- Exercise brief:
Reproduce the data verbatim, starting at the line that contains "of the yellow" and ending with the final line of the data.

- Supplied data:
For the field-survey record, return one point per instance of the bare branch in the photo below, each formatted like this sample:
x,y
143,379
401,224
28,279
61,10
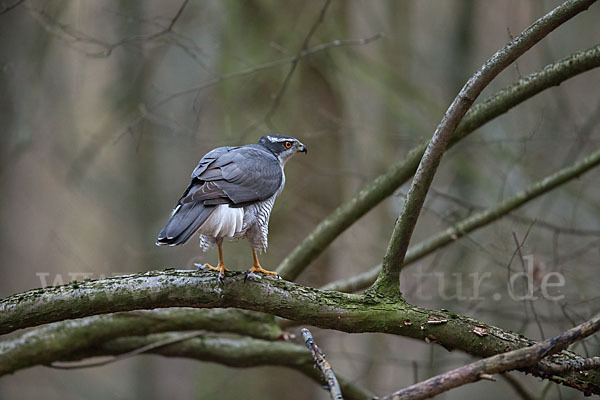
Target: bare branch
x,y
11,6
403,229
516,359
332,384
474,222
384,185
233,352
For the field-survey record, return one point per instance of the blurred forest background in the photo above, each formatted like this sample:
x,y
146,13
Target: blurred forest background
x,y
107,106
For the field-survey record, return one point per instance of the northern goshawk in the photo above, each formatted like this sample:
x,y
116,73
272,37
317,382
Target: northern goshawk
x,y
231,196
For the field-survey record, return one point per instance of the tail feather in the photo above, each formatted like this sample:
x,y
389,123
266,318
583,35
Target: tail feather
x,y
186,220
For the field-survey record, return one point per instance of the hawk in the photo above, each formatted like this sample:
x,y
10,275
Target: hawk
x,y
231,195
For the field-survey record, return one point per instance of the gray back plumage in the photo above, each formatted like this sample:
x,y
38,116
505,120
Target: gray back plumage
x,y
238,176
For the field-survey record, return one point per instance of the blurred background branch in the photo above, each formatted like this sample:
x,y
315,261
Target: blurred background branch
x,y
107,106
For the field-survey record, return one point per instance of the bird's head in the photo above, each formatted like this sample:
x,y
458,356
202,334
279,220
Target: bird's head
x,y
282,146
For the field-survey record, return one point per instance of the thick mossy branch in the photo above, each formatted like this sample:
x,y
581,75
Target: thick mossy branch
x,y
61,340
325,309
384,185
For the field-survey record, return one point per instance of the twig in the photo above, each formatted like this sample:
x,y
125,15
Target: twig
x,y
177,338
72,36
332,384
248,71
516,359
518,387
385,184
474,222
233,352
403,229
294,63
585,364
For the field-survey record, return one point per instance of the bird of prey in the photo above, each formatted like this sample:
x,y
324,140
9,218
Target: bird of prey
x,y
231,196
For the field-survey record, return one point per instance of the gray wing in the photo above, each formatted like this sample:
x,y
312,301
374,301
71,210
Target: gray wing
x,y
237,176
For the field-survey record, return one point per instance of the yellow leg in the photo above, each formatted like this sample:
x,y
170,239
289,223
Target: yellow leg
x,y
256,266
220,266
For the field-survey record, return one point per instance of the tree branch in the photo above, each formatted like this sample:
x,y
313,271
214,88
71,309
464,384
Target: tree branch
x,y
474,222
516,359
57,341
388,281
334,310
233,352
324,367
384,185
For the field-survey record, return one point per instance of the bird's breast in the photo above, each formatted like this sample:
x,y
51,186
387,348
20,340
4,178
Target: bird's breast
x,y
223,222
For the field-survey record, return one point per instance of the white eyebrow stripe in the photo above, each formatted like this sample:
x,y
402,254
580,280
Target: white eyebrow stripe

- The completed task:
For the field-survey record, return one point per instance of the yellow leg in the photo above, each formatted like this sample:
x,y
170,239
289,223
Target: yellow leg
x,y
256,266
220,266
For the field-survey record, return one point per instance of the tree branch in the photo above, each formatted like this sample:
x,y
313,271
214,88
71,309
464,384
Target: tree branch
x,y
474,222
516,359
57,341
388,281
334,310
233,352
324,367
384,185
For the field-survey record, return one point per instance of the bird's breast in the photo above, each formatted like this sample:
x,y
51,186
387,348
20,340
4,178
Target: bird's breast
x,y
223,222
For the field-survey record, return one point per instance of the white eyebrow stripe in the photo above, each formatted like this sample:
x,y
402,254
580,280
Target: white eyebrow stripe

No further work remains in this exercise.